**** Material for this exercise

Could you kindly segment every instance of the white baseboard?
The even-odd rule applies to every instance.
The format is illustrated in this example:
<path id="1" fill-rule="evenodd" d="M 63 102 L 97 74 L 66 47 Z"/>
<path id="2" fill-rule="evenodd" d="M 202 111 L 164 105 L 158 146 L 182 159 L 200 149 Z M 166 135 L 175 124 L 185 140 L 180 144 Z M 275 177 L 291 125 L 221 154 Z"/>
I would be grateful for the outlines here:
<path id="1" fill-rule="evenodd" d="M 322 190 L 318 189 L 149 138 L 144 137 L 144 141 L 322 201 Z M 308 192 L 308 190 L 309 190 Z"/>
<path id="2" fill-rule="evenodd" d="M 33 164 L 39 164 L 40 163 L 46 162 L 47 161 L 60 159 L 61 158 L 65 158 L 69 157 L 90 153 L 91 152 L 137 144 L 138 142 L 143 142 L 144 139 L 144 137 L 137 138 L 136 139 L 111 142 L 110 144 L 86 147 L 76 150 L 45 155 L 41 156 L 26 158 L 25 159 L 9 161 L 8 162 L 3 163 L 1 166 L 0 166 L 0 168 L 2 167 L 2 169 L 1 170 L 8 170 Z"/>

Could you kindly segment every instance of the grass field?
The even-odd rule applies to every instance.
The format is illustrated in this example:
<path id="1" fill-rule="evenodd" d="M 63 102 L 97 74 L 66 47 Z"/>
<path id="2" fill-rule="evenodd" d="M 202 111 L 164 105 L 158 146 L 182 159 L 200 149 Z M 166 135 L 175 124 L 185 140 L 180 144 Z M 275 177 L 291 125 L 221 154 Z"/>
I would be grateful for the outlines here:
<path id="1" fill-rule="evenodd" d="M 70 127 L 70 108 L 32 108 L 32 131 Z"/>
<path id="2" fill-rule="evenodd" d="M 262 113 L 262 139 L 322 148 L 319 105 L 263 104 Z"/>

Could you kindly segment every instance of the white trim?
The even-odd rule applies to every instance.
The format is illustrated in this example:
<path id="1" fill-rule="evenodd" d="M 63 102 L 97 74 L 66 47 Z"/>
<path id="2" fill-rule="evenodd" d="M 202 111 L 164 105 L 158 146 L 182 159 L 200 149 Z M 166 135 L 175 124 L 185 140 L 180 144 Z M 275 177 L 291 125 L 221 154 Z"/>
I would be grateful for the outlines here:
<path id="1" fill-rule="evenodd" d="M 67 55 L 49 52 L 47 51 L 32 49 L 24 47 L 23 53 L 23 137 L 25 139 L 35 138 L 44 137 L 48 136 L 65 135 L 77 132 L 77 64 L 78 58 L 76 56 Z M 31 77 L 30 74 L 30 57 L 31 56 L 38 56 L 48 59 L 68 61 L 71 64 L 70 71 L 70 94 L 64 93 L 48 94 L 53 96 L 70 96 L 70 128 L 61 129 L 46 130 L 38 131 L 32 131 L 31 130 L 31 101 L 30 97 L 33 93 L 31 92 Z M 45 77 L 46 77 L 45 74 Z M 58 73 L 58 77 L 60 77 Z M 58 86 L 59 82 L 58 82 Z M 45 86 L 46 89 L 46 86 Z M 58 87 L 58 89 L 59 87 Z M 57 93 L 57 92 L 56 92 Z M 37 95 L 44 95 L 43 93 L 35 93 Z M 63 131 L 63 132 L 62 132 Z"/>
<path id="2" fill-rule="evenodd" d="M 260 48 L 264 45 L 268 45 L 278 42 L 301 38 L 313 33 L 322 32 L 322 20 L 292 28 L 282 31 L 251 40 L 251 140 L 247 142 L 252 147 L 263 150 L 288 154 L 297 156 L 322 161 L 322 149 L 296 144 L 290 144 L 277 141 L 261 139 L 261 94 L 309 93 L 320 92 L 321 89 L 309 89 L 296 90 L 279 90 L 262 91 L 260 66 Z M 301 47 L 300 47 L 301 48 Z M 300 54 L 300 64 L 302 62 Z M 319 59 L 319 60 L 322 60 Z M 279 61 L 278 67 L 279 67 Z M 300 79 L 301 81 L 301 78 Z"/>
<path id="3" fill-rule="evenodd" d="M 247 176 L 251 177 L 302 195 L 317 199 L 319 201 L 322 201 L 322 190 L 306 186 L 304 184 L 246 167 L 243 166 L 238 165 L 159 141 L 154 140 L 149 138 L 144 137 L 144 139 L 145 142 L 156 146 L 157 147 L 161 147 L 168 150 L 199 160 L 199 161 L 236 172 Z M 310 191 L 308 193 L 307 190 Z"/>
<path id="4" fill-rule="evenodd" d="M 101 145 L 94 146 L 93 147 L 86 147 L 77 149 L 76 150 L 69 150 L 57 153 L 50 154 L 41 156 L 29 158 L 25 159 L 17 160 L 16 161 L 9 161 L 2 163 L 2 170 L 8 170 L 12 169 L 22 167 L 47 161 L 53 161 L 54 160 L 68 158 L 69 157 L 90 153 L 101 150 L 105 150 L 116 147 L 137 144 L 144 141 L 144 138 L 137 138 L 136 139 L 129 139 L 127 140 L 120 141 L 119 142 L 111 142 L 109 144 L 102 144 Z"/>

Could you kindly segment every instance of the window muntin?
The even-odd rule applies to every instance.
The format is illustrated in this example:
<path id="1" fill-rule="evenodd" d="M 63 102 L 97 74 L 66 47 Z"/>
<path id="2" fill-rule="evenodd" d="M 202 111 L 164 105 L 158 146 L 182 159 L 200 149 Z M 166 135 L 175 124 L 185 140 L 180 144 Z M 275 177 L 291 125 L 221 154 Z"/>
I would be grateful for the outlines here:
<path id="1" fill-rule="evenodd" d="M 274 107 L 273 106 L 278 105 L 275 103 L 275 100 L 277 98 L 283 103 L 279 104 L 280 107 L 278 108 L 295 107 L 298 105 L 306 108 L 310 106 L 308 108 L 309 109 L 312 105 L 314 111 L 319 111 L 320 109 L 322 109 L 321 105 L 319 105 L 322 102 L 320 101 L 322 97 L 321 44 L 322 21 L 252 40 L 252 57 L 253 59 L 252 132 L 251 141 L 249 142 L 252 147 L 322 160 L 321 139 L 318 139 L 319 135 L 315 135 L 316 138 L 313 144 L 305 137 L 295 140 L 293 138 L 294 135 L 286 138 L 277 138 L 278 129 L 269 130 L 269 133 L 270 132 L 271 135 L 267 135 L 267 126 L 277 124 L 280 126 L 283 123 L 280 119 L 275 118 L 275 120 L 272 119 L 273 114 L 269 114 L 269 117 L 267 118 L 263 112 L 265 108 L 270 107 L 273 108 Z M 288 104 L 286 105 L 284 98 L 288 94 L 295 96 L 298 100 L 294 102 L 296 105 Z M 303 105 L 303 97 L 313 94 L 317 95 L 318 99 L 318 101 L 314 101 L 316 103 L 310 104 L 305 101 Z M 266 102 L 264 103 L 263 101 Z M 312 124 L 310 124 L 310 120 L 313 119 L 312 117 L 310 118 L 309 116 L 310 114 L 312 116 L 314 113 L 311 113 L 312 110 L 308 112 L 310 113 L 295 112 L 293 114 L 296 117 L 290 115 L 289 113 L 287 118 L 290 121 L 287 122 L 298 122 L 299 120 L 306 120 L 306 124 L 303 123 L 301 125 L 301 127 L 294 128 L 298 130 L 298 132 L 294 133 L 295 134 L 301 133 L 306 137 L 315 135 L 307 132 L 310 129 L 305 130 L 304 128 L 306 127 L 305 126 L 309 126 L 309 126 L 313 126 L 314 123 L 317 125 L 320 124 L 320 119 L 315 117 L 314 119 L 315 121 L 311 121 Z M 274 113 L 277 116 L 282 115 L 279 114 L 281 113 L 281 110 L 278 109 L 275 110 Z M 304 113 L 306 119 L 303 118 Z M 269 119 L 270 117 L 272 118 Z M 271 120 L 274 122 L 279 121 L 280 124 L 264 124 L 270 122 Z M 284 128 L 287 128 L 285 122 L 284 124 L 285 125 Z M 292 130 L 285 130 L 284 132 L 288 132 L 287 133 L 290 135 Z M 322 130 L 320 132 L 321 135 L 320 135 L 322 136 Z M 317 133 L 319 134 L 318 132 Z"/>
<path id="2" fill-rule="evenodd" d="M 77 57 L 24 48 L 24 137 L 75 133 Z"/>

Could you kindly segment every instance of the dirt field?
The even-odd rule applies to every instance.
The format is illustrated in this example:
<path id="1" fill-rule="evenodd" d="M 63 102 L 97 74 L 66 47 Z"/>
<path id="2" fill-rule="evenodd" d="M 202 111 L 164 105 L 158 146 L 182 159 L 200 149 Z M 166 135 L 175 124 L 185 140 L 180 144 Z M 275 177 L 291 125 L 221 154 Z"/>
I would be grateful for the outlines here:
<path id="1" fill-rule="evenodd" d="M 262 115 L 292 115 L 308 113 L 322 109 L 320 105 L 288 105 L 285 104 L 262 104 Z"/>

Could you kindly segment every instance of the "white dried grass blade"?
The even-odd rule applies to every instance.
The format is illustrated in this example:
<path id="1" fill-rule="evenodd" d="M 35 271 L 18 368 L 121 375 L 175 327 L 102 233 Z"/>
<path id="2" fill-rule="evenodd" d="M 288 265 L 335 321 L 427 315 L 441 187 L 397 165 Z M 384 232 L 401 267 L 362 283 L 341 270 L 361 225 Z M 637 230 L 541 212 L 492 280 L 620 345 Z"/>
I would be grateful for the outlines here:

********

Written instruction: Turn the listing above, from its first line through the line containing "262 113 L 262", into a numbered list, leaving out any blank lines.

Exercise answer:
1. Could you kindly segment every instance of the white baseboard?
2. The even-odd rule applies to every instance.
3. The format is illustrated in this example:
4. <path id="1" fill-rule="evenodd" d="M 63 102 L 97 74 L 66 47 Z"/>
5. <path id="2" fill-rule="evenodd" d="M 202 111 L 164 105 L 158 146 L 182 159 L 200 149 Z M 166 135 L 175 124 L 185 140 L 180 144 Z M 275 177 L 291 125 L 221 154 Z"/>
6. I would be grateful for the outlines here:
7. <path id="1" fill-rule="evenodd" d="M 322 190 L 318 189 L 149 138 L 144 137 L 144 141 L 322 201 Z M 308 192 L 308 190 L 309 190 Z"/>
8. <path id="2" fill-rule="evenodd" d="M 33 164 L 39 164 L 40 163 L 46 162 L 47 161 L 60 159 L 61 158 L 65 158 L 69 157 L 90 153 L 91 152 L 137 144 L 138 142 L 143 142 L 144 139 L 144 137 L 137 138 L 136 139 L 111 142 L 110 144 L 86 147 L 76 150 L 45 155 L 41 156 L 26 158 L 25 159 L 9 161 L 8 162 L 3 163 L 1 166 L 0 166 L 0 168 L 2 167 L 2 169 L 1 170 L 8 170 Z"/>
9. Could you kindly segment every instance of the grass field?
10. The even-odd rule applies to every instance.
11. The format is illustrated in this example:
12. <path id="1" fill-rule="evenodd" d="M 63 102 L 97 74 L 66 47 Z"/>
13. <path id="2" fill-rule="evenodd" d="M 202 111 L 164 105 L 158 146 L 182 159 L 200 149 Z M 166 135 L 175 124 L 185 140 L 180 144 Z M 275 177 L 291 125 L 221 154 Z"/>
14. I would be grateful for the outlines here:
15. <path id="1" fill-rule="evenodd" d="M 70 127 L 70 108 L 32 108 L 32 131 Z"/>
16. <path id="2" fill-rule="evenodd" d="M 262 113 L 262 139 L 322 148 L 319 105 L 263 104 Z"/>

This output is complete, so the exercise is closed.